____ Document excerpt

Quantitative results on Hamlyn. We made zero-shot validation for our model trained on SCARED in Hamlyn dataset without any fine-tuning. For comparison, we zero-shot validate AF-SfMLearner with their best model and obtain the results of Endo-Depth-and-Motion [17] by averaging the 21-fold cross-validation results trained on Hamlyn. As presented in Table 2, our method achieves superior performance against other methods, unveiling the good generalization ability across different cameras and surgical scenes.

Table 3 Comparison of encoder parameters, trainable parameters, trainable parameters’ ratio and full model inference speed
Fig. 3
figure 3

Qualitative depth comparison on the SCARED dataset

Table 4 Ablation study on the rank size on the LoRA layer
Table 5 Ablation study on the size of pre-trained foundation model

Model complexity and speed evaluation. The proposed model’s parameters, trainable parameters, trainable parameters ratio and inference speed are evaluated on an NVIDIA RTX 3090 GPU compared to AF-SfMLearner. Table 3 shows that while Surgical-DINO has a larger amount of parameters, only a very small part of parameters are trainable making it faster to train and converge. The inference speed of Surgical-DINO is slower than AF-SfMLearner, but still in an acceptable range for real-time applications.

________
____ Data records

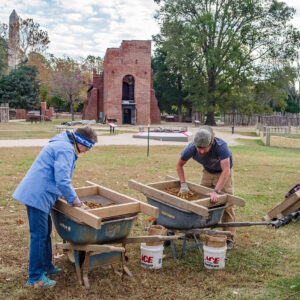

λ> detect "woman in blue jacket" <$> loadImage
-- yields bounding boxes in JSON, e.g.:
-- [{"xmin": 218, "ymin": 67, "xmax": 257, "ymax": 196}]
[{"xmin": 13, "ymin": 126, "xmax": 97, "ymax": 287}]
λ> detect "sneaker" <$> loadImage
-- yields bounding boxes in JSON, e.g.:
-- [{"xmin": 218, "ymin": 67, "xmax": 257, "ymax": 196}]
[
  {"xmin": 226, "ymin": 240, "xmax": 234, "ymax": 250},
  {"xmin": 47, "ymin": 266, "xmax": 62, "ymax": 275},
  {"xmin": 27, "ymin": 272, "xmax": 56, "ymax": 288}
]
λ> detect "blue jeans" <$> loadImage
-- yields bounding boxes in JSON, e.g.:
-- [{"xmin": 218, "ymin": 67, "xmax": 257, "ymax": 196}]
[{"xmin": 26, "ymin": 205, "xmax": 54, "ymax": 281}]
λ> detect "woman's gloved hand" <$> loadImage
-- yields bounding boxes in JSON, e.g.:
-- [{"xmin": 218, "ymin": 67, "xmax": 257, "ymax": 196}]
[{"xmin": 179, "ymin": 182, "xmax": 190, "ymax": 195}]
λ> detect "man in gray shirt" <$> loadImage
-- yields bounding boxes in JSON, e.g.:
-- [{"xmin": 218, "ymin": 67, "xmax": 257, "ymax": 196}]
[{"xmin": 176, "ymin": 126, "xmax": 235, "ymax": 248}]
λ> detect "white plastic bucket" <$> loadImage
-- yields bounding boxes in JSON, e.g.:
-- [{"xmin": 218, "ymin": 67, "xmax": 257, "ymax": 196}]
[
  {"xmin": 141, "ymin": 243, "xmax": 164, "ymax": 269},
  {"xmin": 203, "ymin": 245, "xmax": 227, "ymax": 270}
]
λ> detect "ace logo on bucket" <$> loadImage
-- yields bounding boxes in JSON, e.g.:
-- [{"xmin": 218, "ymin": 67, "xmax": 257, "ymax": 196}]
[
  {"xmin": 141, "ymin": 243, "xmax": 164, "ymax": 269},
  {"xmin": 203, "ymin": 245, "xmax": 227, "ymax": 270},
  {"xmin": 141, "ymin": 255, "xmax": 153, "ymax": 264},
  {"xmin": 206, "ymin": 256, "xmax": 220, "ymax": 265}
]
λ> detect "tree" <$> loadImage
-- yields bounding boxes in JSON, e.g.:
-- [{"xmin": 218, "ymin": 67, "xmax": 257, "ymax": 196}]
[
  {"xmin": 51, "ymin": 57, "xmax": 85, "ymax": 120},
  {"xmin": 0, "ymin": 23, "xmax": 8, "ymax": 77},
  {"xmin": 28, "ymin": 52, "xmax": 52, "ymax": 102},
  {"xmin": 154, "ymin": 0, "xmax": 300, "ymax": 125},
  {"xmin": 151, "ymin": 49, "xmax": 189, "ymax": 121},
  {"xmin": 20, "ymin": 19, "xmax": 50, "ymax": 59},
  {"xmin": 0, "ymin": 62, "xmax": 39, "ymax": 109}
]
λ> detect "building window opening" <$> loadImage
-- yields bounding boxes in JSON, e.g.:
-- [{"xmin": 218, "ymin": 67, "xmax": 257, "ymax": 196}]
[{"xmin": 122, "ymin": 75, "xmax": 134, "ymax": 103}]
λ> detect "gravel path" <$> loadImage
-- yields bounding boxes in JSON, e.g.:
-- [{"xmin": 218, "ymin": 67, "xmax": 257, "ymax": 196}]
[{"xmin": 0, "ymin": 127, "xmax": 259, "ymax": 148}]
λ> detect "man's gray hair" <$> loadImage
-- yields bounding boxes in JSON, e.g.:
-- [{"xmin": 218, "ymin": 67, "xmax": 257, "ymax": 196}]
[
  {"xmin": 194, "ymin": 125, "xmax": 214, "ymax": 148},
  {"xmin": 75, "ymin": 126, "xmax": 98, "ymax": 143}
]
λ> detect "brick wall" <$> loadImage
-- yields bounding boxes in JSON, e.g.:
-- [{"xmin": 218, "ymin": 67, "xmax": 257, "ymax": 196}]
[{"xmin": 83, "ymin": 41, "xmax": 160, "ymax": 125}]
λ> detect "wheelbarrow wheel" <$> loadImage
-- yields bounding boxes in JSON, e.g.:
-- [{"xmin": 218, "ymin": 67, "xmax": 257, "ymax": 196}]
[{"xmin": 67, "ymin": 250, "xmax": 75, "ymax": 264}]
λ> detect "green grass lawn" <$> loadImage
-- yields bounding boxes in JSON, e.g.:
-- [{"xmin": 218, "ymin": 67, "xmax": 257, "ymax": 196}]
[
  {"xmin": 0, "ymin": 119, "xmax": 137, "ymax": 140},
  {"xmin": 0, "ymin": 140, "xmax": 300, "ymax": 300}
]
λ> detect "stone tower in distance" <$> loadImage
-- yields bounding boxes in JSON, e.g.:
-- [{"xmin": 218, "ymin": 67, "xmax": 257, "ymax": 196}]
[{"xmin": 8, "ymin": 10, "xmax": 20, "ymax": 69}]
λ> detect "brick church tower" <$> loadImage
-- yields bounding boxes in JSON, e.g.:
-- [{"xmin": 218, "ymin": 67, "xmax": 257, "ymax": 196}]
[{"xmin": 83, "ymin": 41, "xmax": 160, "ymax": 125}]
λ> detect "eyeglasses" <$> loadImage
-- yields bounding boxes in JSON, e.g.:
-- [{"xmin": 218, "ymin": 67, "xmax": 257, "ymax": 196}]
[{"xmin": 197, "ymin": 143, "xmax": 212, "ymax": 149}]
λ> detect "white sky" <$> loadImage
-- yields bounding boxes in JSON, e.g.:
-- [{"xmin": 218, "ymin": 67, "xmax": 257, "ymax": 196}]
[{"xmin": 0, "ymin": 0, "xmax": 300, "ymax": 57}]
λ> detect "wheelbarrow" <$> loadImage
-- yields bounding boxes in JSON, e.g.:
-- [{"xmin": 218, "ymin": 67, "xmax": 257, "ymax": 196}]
[
  {"xmin": 128, "ymin": 176, "xmax": 268, "ymax": 259},
  {"xmin": 51, "ymin": 182, "xmax": 176, "ymax": 289}
]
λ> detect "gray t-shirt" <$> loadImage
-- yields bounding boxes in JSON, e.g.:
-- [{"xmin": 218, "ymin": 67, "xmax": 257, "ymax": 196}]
[{"xmin": 181, "ymin": 138, "xmax": 232, "ymax": 173}]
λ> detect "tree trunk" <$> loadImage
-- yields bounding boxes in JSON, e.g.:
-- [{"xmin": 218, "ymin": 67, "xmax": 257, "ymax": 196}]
[{"xmin": 205, "ymin": 112, "xmax": 217, "ymax": 126}]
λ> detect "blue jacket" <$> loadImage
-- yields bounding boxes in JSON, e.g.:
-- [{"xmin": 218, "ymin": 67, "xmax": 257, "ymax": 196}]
[{"xmin": 13, "ymin": 132, "xmax": 77, "ymax": 214}]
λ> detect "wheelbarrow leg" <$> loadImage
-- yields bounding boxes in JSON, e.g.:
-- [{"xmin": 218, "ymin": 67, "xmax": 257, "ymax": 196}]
[
  {"xmin": 122, "ymin": 252, "xmax": 133, "ymax": 279},
  {"xmin": 82, "ymin": 251, "xmax": 92, "ymax": 290},
  {"xmin": 74, "ymin": 250, "xmax": 82, "ymax": 285},
  {"xmin": 180, "ymin": 234, "xmax": 187, "ymax": 259},
  {"xmin": 170, "ymin": 240, "xmax": 177, "ymax": 259}
]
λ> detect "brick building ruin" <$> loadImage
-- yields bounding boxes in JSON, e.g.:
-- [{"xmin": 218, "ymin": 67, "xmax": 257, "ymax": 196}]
[{"xmin": 83, "ymin": 41, "xmax": 160, "ymax": 125}]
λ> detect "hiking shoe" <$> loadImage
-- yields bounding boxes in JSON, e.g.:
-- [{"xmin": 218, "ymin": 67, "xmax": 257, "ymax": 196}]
[
  {"xmin": 226, "ymin": 240, "xmax": 234, "ymax": 250},
  {"xmin": 47, "ymin": 266, "xmax": 62, "ymax": 275},
  {"xmin": 27, "ymin": 272, "xmax": 56, "ymax": 288}
]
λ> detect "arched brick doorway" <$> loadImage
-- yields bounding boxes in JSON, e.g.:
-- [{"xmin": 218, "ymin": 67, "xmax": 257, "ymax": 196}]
[{"xmin": 122, "ymin": 75, "xmax": 137, "ymax": 125}]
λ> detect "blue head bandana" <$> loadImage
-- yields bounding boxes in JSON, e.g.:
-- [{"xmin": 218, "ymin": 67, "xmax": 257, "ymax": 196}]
[{"xmin": 74, "ymin": 132, "xmax": 95, "ymax": 149}]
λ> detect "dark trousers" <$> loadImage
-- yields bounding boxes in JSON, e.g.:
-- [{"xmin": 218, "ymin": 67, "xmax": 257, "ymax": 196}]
[{"xmin": 26, "ymin": 206, "xmax": 54, "ymax": 281}]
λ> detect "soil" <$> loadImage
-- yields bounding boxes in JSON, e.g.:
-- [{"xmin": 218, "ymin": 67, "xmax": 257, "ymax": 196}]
[
  {"xmin": 163, "ymin": 187, "xmax": 203, "ymax": 201},
  {"xmin": 83, "ymin": 201, "xmax": 114, "ymax": 208}
]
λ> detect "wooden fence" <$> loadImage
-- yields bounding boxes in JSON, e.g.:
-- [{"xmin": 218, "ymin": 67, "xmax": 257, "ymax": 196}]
[
  {"xmin": 224, "ymin": 113, "xmax": 300, "ymax": 127},
  {"xmin": 256, "ymin": 124, "xmax": 300, "ymax": 148}
]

________

→ **Exercise objective**:
In the Surgical-DINO evaluation excerpt, on what hardware were the model's parameters and inference speed evaluated?

→ **Task solution**:
An NVIDIA RTX 3090 GPU.